_WORK INSTRUCTIONS_:
1. Repeat the Hebron account word for word between "Friday 19 August" and "of our identity.", inclusive.
2. Carry on the Hebron account, starting after its last sentence.

Friday 19 August 2011

HEBRON

The question of how to write about my experience in Hebron is an incredibly difficult one to answer. For this is the city that has led to the most psychological upset throughout my time in Israel and the Occupied Territories. It is deeply hard to express how much I want people to fully understand what is happening there, whilst at the same time I cannot pin down precisely why Hebron has been as traumatic a place to me as it has over the last few weeks. Needless to say it was not only me, Arthur felt similarly confused and upset and it is for this reason that we are writing this jointly. We are both Jewish and we both felt a profound alienation from the country that is supposed to represent that part of our identity.

 I went to Hebron twice, the first time with a tour, the second time with Arthur (on our own from Ramallah). In order to understand the situation there it is really necessary to give a brief history  Settlers came here after Israel occupied the West Bank and were drawn to the second holiest site in the Jewish religion: the tomb of the patriarchs and matriarchs, supposedly the place within which Abraham, Jacob, Isaac, Sarah and other founders of Judaism (as well as Islam and Christianity) are buried. It is also supposedly the point where Adam and Eve lived when they left the Garden of Eden (according to the qu'ran). The settlers there refuse to leave, and despite the vast majority of the countries outrage (including modern orthodox outrage) at their presence, the government refuses to evict them, probably fearing the inevitable 'price tag' (as extremist settlers call revenge attacks on Palestinians).

Ignore whatever religious attachment you may have to the Tomb of the Patriarchs and read the strange situation that the settlers refusal to leave has led to. Due to the fact that the area is under Israeli occupation, the Palestinian population are under martial law (effectively the law of the gun) and Israeli citizens are under the law of the land. Due to this, the Israeli state requires itself to protect the lives of its own citizens rather than of those who it is occupying. Approximately 4000 soldiers actively protect approximately 500 settlers (or 86 families) in the city. Everything about the way the city is occupied is designed to protect those settlers. After Baruch Goldstein (an extremist religious settler) massacred 29 Muslims in the mosque there, the city was partitioned in two. Israelis are allowed only on side and Palestinians on the other. Despite this there is one road where the two meet and this is a segregated road. Palestinians walk on one, tiny, section of the road and Israelis walk on the other large section of the road. The entire city has now been designed so that Israelis and Palestinians only meet at that one point, and when they do they are guarded by soldiers.

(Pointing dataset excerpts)
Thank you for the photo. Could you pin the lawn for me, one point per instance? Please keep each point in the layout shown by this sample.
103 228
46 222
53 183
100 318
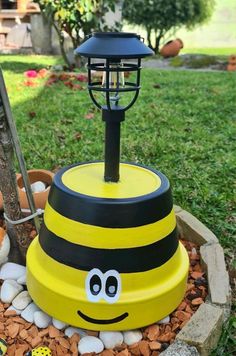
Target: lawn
182 124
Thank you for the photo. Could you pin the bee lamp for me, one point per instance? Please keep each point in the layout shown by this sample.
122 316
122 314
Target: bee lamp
107 256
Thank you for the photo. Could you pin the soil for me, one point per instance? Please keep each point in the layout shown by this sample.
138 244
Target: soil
22 336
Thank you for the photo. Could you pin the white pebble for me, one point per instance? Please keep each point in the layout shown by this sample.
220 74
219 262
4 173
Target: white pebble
41 319
22 279
28 312
22 300
4 249
18 311
132 336
165 320
111 339
70 331
58 324
9 290
12 270
90 344
38 187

_WRITTEN ANSWERS_:
1.
Friday 19 August 2011

HEBRON

The question of how to write about my experience in Hebron is an incredibly difficult one to answer. For this is the city that has led to the most psychological upset throughout my time in Israel and the Occupied Territories. It is deeply hard to express how much I want people to fully understand what is happening there, whilst at the same time I cannot pin down precisely why Hebron has been as traumatic a place to me as it has over the last few weeks. Needless to say it was not only me, Arthur felt similarly confused and upset and it is for this reason that we are writing this jointly. We are both Jewish and we both felt a profound alienation from the country that is supposed to represent that part of our identity.

2.
The first time I went to Hebron I went with Yachad, a "pro-israel, pro-peace" British Jewish organisation that takes you to the city and to East Jerusalem. When there we learn of the strange legal systems that allow soldiers to protect settlers when they committed atrocities, but not to protect Palestinians from the soldiers themselves.  The Jewish side is a ghost town. Palestinians have mainly been forced out and the only people who really remain are the settlers, apart from a few Palestinians who decided to stay. These palestinians are terrorised on a daily basis by the settler population, and graffiti such as "gas the arabs" can  be seen all over town, in English and in Hebrew. As we make our way through the Jewish quarter we learn of the suicide bombings and murders committed by Palestinians against the settler population and the atrocities committed against Palestinians by the settlers. As we walk further into town, we see settlers building illegally (under international law) new houses in the area:

Walking post them, the leader of our group, a religious man, takes pictures in order to take back to his office. The settlers on the other side of the road shout "traitor" in Hebrew and throw stones which are more like small boulders as well as eggs at us. At first we think it is a joke, but eventually we run in realization and one of our group was hit by an egg.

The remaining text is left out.